*INSTRUCTIONS FOR THE TASK*: Could you reproduce every entry as it stands, leaving the pictures behind?

START RECORDS PROVIDED

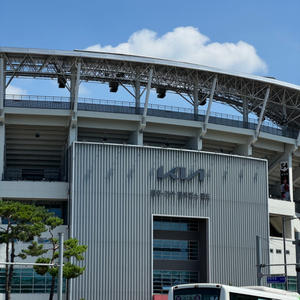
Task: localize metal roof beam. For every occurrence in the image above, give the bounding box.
[1,49,300,130]
[194,75,199,118]
[69,62,81,146]
[255,85,270,139]
[139,68,153,132]
[200,75,217,138]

END RECORDS PROVIDED

*ANSWER AREA*:
Task: localize metal roof beam. For every occurrence in the image above, give the bounding box.
[1,49,300,130]
[194,75,199,118]
[69,62,81,146]
[255,85,270,139]
[139,68,153,132]
[200,75,217,138]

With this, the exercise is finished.